_WHAT YOU NEED TO DO_:
(1) Check each statement against the foreclosure opinion and answer yes or no. Support each answer with the deciding words from the opinion, quoted exactly. (a) Plaintiffs filed this federal case in September 2011. (b) The amended complaint asserts seven claims. (c) The Garbis affidavit was attached to a motion to dismiss.
(2) Write the next part of the foreclosure opinion, starting after its final sentence.

_SUPPLIED PASSAGE_:

In any event, Deutsche Bank subsequently filed a motion for summary judgment in the state court action. Attached to that motion was an affidavit executed by Defendant Ann Garbis, which indicated that Garbis was the "Vice President of Washington Mutual Bank, as successor-in-interest to Long Beach Mortgage Company, it's [sic] attorney-in-fact Deutsche Bank National Trust Company, as Trustee for Long Beach Mortgage Loan Trust 2005-WL1." (ECF No. 25-2 ¶ 1.) Garbis asserted that she had access to Plaintiffs' account and that Plaintiffs were in default on the note and mortgage. Plaintiffs assert, however, that Garbis did not hold the position she stated she held and that she knew absolutely nothing about the account.

Plaintiffs also assert that while Defendant JPMorgan Chase & Co. ("Chase") serviced Plaintiffs' mortgage loan for years it charged them improper fees. Additionally, Plaintiffs claim that Chase improperly applied Plaintiffs' payments, if it applied them at all.

In September 2011, Plaintiffs filed this federal case. They assert in an amended complaint nine claims, arguing that Deutsche Bank never held or owned the note and mortgage and had improperly brought the state foreclosure action. (ECF No. 25.) Defendants have filed motions to dismiss all of the claims asserted. (ECF Nos. 26, 31.) The parties have completed briefing on the motions, which are ripe for disposition.

II. Discussion

A. Standard Involved

Defendants move for dismissal on the grounds that Plaintiffs have failed to set forth claims upon which this Court can grant relief. This Federal Rule of Civil Procedure 12(b)(6) argument requires the Court to construe the amended complaint in favor of Plaintiffs, accept the factual allegations contained in that pleading as true, and determine whether the factual allegations present any plausible claim. See Bell Atlantic Corp. v. Twombly, 550 U.S. 554, 570 (2007). The Supreme Court has explained, however, that "the tenet that a court must accept as true all of the allegations contained in a complaint is inapplicable to legal conclusions." Ashcroft v. Iqbal, 556 U.S. 662, 678 (2009). Thus, "[t]hreadbare recitals of the elements of a cause of action, supported by mere conclusory statements, do not suffice." Id. Consequently, "[d]etermining whether a complaint states a plausible claim for relief will . . . be a context-specific task that requires the reviewing court to draw on its judicial experience and common sense." Id. at 679.

_GIVEN MATERIAL_:
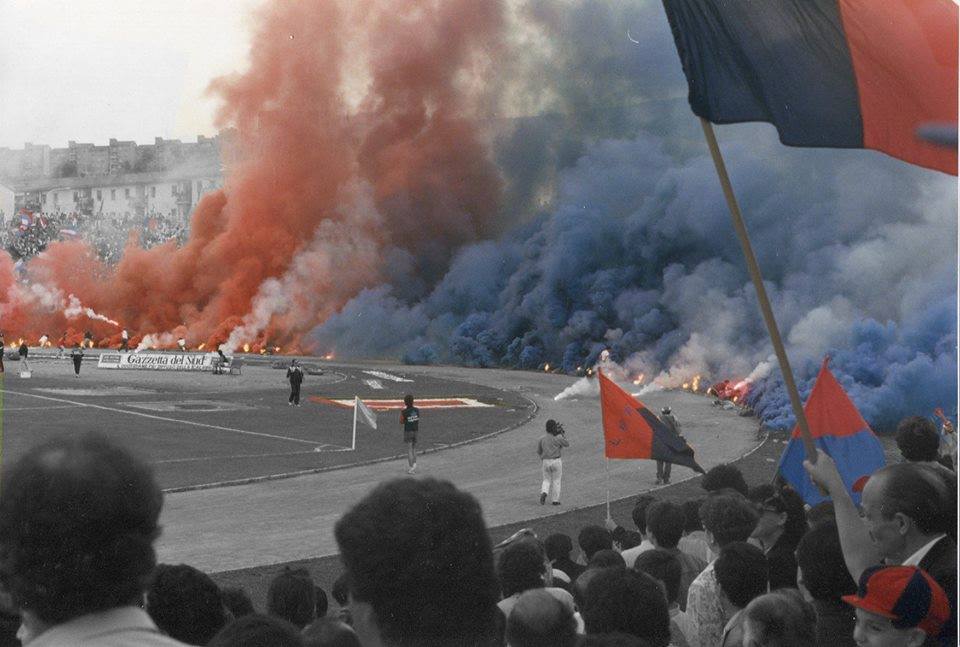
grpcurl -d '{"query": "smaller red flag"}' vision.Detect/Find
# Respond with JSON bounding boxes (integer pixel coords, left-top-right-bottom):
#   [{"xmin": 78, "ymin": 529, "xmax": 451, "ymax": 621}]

_EXPECTED RESPONSES_:
(1)
(a) Yes: "In September 2011, Plaintiffs filed this federal case."
(b) No: "They assert in an amended complaint nine claims"
(c) No: "Deutsche Bank subsequently filed a motion for summary judgment in the state court action. Attached to that motion was an affidavit executed by Defendant Ann Garbis"

(2)
To be considered plausible, a claim must be more than merely conceivable. Twombly, 550 U.S. at 556; Ass'n of Cleveland Fire Fighters v. City of Cleveland, Ohio, 502 F.3d 545, 548 (6th Cir. 2007). What this means is that "[a] claim has facial plausibility when the plaintiff pleads factual content that allows the court to draw the reasonable inference that the defendant is liable for the misconduct alleged." Iqbal, 556 U.S. at 678. The factual allegations of a pleading "must be enough to raise a right to relief above the speculative level . . . ." Twombly, 550 U.S. at 555. See also Sensations, Inc. v. City of Grand Rapids, 526 F.3d 291, 295 (6th Cir. 2008).

B. Analysis

In Count I, Plaintiffs assert a claim to quiet title under Ohio Revised Code § 5303.01 against Deutsche Bank. They reason that because Deutsche Bank separated the note and mortgage, the note became unenforceable and the assignments of the mortgage to and from Deutsche Bank are on improper cloud on their title. They seek a judgment establishing them as fee simple owners and that Deutsche Bank cannot claim any right or title to the property. Deutsche Bank argues that Plaintiffs lack standing to assert this claim because they cannot challenge the assignment they target.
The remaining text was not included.